> **FRAGMENTO DE TEXTO**
"""

Poco a poco, el autobús nos acercó a nuestro destino; y pronto nos adentramos en las calles de París. Antes de ir al hotel, nuestro programa incluía un tour con vistas panorámicas de algunos monumentos. Mi ánimo cimbreaba entre el regocijo y la angustia: dolorida, ilusionada… no sabía cómo estaba. Tan pronto me dejaba fascinar por el esplendor del Arco del Triunfo como me rebullía en el asiento, incómoda y deseosa de escapar de aquel encierro. Además, sabía que lejos de allí, en tierras hispanas, mi madre estaría ansiando recibir noticias mías. Sin embargo, nuestra guía no dejaba de contarnos historias interesantes y de ofrecernos consejos. No era el mejor momento para charlar por el móvil; pero mami lo ignoraba, y ella misma me llamó. Tras confirmarle que estábamos vivos, divisamos nuestro hotel. Con la guía barbotando explicaciones e instrucciones, no me quedó más remedio que colgar a toda prisa.

En seguida descendimos del vehículo (¡Ooooooh, síííííí¡), recobramos las maletas (¡Catapum! Y ya iban dos…), hicimos algo de fila y recibimos las tarjetas que nos brindaban acceso a nuestra nueva habitación. Casi más muertos que vivos, subimos a conocerla y a depositar en ella todas nuestras pertenencias: era un cuartito agradable, sencillo pero correcto; pequeñito pero limpio y moderno. Superaba nuestras exigencias con creces. Nos causó buena impresión.

Claro que, siendo ya muy tarde y con una excursión en ciernes, apenas si nos quedaba una hora para disfrutarlo y comer. ¿Descanso? ¿Darnos un respiro decente? ¡Juas! Menudo chiste más bueno…

Lo primero que hicimos fue arrastrarnos hasta un Carrefour que había en una calle cercana; allí nos abastecimos de un sencillo tentempié con el que complementar nuestros tristes emparedados. Adquirimos, además, varios tipos de bebidas, entre ellas la famosa Coca-Cola a la vainilla. (Descubierta por mi novio en algún viaje anterior, eran muchas las leyendas sobre su sabor excelso).

"""

> **DATOS PROPORCIONADOS**
"""

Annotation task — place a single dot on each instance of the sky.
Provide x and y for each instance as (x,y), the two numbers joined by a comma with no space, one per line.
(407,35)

"""

> **EJERCICIOS PROPUESTOS**
[A] Según el relato del viaje a París, ¿qué bebida había descubierto el novio en algún viaje anterior?
[B] Prolongue el relato del viaje a París a partir de la última oración que aparece.
El material no guarda relación alguna con el relato del viaje a París.

> **RESPUESTAS**
[A] La Coca-Cola a la vainilla.

[B]
Regresamos al hotel para llenar la tripa a gusto, felices cual lombrices con nuestras adquisiciones. Pero, apenas nos sentamos a recuperar fuerzas, ocurrió un divertido (aunque engorroso) incidente. Qué diablos… ¡Condenada Coca-cola a reacción! ¡Si nadie la había agitado! O eso era, por lo menos, lo que pensaba mi novio… Porque bastó con aflojar el tapón para que el preciado líquido saliera disparado: con el ímpetu de un genio que encuentra la libertad, se expandió por el espacio y nos dejó el suelo hecho un cristo. Por fortuna, el servicio del hotel era eficiente: a pesar de la magnitud del desastre, un muchacho resolvió la crisis en un santiamén. Entonces, todavía medio sonriendo, hicimos buena cuenta de los alimentos. Desde luego, el refresco era digno de mención… Las leyendas eran ciertas.

Cuando, después del refrigerio, salimos afuera con los compañeros, el cielo continuaba grisáceo y encapotado: por lo visto, la ciudad no tenía la intención de darnos una bienvenida demasiado calurosa. Asimismo y para más INRI, perduraban las secuelas de tan fatigoso viaje: mi pierna aún se mostraba quejumbrosa y resentida, y tenía la impresión de que se hallaba un tanto hinchada. Hasta Mikael —mi compañero de infortunios— sufría ciertas molestias que no estaban programadas. Pese a todo, los horarios no entendían de dolores: era hora de emprender nuestra primera expedición.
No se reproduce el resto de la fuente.